▶ _GIVEN TASK_:
Reproduce the entries from the first line through the line containing "736L107 751L128 769L189", switching "boulder" to "rock" and leaving everything else unchanged.

▶ _MATERIALS PROVIDED_:
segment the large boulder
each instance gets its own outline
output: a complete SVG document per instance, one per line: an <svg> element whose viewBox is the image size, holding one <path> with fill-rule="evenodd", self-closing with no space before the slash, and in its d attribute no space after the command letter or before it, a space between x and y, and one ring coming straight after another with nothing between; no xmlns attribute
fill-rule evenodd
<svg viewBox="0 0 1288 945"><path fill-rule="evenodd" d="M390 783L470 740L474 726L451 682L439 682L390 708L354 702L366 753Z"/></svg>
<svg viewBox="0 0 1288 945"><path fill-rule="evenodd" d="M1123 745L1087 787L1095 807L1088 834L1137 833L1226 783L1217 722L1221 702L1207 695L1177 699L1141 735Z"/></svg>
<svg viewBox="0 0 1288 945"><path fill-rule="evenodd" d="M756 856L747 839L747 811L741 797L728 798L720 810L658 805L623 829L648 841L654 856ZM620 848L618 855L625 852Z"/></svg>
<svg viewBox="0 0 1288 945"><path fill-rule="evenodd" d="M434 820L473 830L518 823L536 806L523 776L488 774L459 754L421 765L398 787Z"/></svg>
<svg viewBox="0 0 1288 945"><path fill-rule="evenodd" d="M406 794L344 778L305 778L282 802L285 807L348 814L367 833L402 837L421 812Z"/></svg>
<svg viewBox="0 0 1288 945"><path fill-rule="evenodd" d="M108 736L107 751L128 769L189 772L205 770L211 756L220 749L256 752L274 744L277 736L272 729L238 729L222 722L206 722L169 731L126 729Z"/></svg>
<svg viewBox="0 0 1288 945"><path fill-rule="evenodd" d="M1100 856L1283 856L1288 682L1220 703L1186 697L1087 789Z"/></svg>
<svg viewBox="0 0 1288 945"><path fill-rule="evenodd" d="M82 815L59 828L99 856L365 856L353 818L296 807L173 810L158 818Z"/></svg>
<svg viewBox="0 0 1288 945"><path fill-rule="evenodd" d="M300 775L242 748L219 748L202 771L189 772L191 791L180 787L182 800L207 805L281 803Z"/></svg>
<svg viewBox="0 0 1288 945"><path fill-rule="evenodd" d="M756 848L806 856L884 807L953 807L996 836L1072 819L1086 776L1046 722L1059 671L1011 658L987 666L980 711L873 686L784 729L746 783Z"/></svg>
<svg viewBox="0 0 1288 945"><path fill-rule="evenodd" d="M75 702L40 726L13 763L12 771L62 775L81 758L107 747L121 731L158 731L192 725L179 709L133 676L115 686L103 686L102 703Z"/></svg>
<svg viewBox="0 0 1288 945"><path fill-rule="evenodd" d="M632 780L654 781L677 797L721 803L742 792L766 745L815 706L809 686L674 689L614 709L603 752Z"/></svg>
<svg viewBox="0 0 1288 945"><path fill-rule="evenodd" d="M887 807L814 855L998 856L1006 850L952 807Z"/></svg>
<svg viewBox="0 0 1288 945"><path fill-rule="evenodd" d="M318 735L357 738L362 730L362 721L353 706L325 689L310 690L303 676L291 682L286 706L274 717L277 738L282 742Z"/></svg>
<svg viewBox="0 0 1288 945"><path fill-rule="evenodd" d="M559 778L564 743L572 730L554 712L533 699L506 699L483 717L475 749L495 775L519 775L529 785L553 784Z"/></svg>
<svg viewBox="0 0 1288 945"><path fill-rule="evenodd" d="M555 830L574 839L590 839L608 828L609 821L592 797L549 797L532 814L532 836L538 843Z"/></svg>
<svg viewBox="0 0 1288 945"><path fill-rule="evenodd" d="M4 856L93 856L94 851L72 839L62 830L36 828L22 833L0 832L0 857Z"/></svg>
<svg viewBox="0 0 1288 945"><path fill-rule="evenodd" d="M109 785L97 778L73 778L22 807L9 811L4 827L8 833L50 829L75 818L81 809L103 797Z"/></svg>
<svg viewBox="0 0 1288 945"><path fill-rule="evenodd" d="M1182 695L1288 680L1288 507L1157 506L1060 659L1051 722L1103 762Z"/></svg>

▶ _WRITTEN RESPONSE_:
segment the large rock
each instance gets its own outline
output: a complete SVG document per instance, one per line: an <svg> element whose viewBox is the image size, holding one <path> with fill-rule="evenodd", self-closing with no space before the slash, and in its d attribute no space after the command letter or before it, a space between x and y, and one ring coming straight after another with nothing between; no xmlns attribute
fill-rule evenodd
<svg viewBox="0 0 1288 945"><path fill-rule="evenodd" d="M390 783L470 740L474 726L451 682L439 682L390 708L354 702L366 753Z"/></svg>
<svg viewBox="0 0 1288 945"><path fill-rule="evenodd" d="M1123 745L1087 787L1095 807L1088 834L1137 833L1226 783L1217 722L1221 702L1207 695L1177 699L1141 735Z"/></svg>
<svg viewBox="0 0 1288 945"><path fill-rule="evenodd" d="M756 856L747 839L747 811L741 797L728 798L720 810L658 805L623 829L648 841L654 856ZM620 848L618 855L625 852Z"/></svg>
<svg viewBox="0 0 1288 945"><path fill-rule="evenodd" d="M434 820L473 830L518 823L536 806L523 776L488 774L459 754L421 765L398 787Z"/></svg>
<svg viewBox="0 0 1288 945"><path fill-rule="evenodd" d="M406 794L344 778L305 778L282 802L285 807L348 814L367 833L402 837L421 812Z"/></svg>
<svg viewBox="0 0 1288 945"><path fill-rule="evenodd" d="M108 736L107 751L128 769L189 772L205 770L211 756L220 749L256 752L274 744L277 736L272 729L238 729L222 722L206 722L169 731L126 729Z"/></svg>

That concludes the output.